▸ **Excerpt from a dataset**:
■ ■ ■

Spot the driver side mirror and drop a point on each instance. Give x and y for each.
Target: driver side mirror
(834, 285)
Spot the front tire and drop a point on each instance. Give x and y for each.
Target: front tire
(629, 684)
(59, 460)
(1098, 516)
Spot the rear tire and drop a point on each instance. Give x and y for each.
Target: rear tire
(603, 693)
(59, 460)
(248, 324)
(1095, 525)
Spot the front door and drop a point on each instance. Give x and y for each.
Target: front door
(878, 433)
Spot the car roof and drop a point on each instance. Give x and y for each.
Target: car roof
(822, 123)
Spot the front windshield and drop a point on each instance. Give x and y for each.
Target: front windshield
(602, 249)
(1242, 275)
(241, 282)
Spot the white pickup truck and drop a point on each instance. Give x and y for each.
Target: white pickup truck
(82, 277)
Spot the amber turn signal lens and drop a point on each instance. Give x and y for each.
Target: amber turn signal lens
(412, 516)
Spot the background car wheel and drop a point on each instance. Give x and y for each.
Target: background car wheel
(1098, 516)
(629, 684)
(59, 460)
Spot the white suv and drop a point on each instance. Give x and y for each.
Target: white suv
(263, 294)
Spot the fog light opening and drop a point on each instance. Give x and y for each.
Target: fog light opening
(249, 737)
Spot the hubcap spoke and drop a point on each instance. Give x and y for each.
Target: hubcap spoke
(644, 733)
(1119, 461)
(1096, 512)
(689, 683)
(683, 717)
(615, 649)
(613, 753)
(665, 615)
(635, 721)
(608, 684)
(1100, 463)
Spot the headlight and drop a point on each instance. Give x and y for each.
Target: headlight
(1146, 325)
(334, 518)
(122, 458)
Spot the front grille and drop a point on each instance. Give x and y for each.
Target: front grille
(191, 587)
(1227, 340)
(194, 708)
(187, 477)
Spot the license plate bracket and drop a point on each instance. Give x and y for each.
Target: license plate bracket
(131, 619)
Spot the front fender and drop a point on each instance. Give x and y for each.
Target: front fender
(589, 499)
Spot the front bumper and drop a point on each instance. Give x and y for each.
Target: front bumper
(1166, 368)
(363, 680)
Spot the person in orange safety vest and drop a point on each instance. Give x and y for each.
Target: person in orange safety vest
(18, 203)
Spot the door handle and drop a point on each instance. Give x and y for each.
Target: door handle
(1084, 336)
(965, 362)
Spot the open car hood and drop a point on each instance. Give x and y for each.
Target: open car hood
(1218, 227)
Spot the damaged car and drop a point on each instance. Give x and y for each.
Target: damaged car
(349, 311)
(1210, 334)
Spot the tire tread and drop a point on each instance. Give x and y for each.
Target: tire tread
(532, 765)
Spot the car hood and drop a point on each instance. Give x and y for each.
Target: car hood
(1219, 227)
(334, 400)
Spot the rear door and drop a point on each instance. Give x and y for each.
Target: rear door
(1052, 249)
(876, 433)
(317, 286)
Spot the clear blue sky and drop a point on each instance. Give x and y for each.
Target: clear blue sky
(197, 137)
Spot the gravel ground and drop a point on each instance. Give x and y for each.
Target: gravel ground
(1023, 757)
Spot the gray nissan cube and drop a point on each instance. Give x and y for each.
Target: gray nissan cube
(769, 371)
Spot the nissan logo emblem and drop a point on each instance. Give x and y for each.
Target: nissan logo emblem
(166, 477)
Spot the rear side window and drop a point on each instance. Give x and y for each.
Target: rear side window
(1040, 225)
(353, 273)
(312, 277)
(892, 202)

■ ■ ■

▸ **Exercise directions**:
Return every line exactly.

▸ **Right answer**:
Spot the driver side mirror and drop a point on each instance. Give x and y for each.
Target: driver side mirror
(834, 285)
Spot the front tire and drop a point on each instance. Give x and y for each.
Target: front tire
(629, 684)
(59, 460)
(1098, 516)
Spot the rear tire and drop a point on each instance. Give x and y for each.
Target: rear tire
(603, 693)
(59, 460)
(248, 324)
(1095, 525)
Spot the front door and drop a point on each instance. Give x and y for each.
Target: front door
(878, 433)
Spot the car roof and drop a point on each instance. Give x and y for each.
Target: car roof
(822, 123)
Spot the front windshield and drop a point on each instance. Give x and y for each.
Target: front windshield
(602, 249)
(1242, 275)
(241, 282)
Spot the white pickup truck and drop a point on each instance. Give x and y for each.
Target: white pickup truck
(82, 277)
Spot the amber turn signal lens and drop a point on each instance. Give x and y for each.
Target: amber turn signal lens
(412, 516)
Spot the background car wheel and drop a point on each instance. Give x and y for each.
Target: background car wheel
(1098, 516)
(629, 684)
(59, 460)
Spot the white suv and drop a point on each instance. Give x and y for each.
Target: white suv
(263, 294)
Spot the fog light opening and drop a point on each instance. Give x and y for each.
Target: fog light opening
(249, 737)
Spot the hubcap spoke and drop a point on each instance. Give x and y for each.
Target: hubcap spoke
(644, 733)
(1119, 461)
(1096, 512)
(689, 683)
(683, 717)
(615, 649)
(613, 753)
(665, 615)
(635, 721)
(608, 684)
(1100, 463)
Spot the headlight and drop a point on each instance. Give x and y for each.
Target: headlight
(1146, 325)
(334, 518)
(122, 458)
Spot the front grille and drop a point on each instance. Give x and y for each.
Target: front grille
(191, 587)
(1227, 340)
(194, 708)
(187, 477)
Spot the license plate bracket and drop a point on each instance. Give x and y for each.
Target: license plate bracket
(131, 619)
Spot the front fender and drop a point on each instance. Give x and y for each.
Target: front fender
(589, 499)
Spot the front bumper and drop a point on each instance. Give x and y for each.
Target: front bumper
(1166, 368)
(363, 680)
Spot the person in orange safety vest and drop a point on each instance. Give x and y for each.
Target: person in orange safety vest
(18, 203)
Spot the door handle and drop a point on each instance. Give x and y for each.
Target: door handle
(1084, 336)
(965, 362)
Spot the open car hood and drop a point on each instance. Give x and y for each.
Target: open car hood
(1218, 227)
Spot the damaged car and drop a point on each instance. Give x and y for each.
Target: damaged car
(349, 311)
(1210, 334)
Spot the tire tread and drop a point on each instance. Give x and y for each.
Target: tire tread
(532, 765)
Spot the car hood and drop a point on each instance. Give x and y for each.
Target: car hood
(1219, 227)
(334, 400)
Spot the rear door and drop a point on each instance. Give x and y for each.
Target: rear door
(1052, 249)
(876, 433)
(317, 286)
Spot the clear blue sky and drop a point on each instance. Give x and y for each.
Target: clear blue sky
(197, 137)
Spot the gravel ground and drop a point on each instance. Give x and y for each.
Target: gravel ground
(1023, 757)
Spot the gray nissan cube and drop a point on each instance. Give x and y for each.
Target: gray nissan cube
(769, 371)
Spot the nissan logo emblem and drop a point on each instance. Give x and y for each.
Target: nissan logo emblem
(166, 477)
Spot the rear side window and drop a point on each instance. Give x and y for each.
Target: rear side window
(1040, 225)
(353, 273)
(312, 277)
(892, 202)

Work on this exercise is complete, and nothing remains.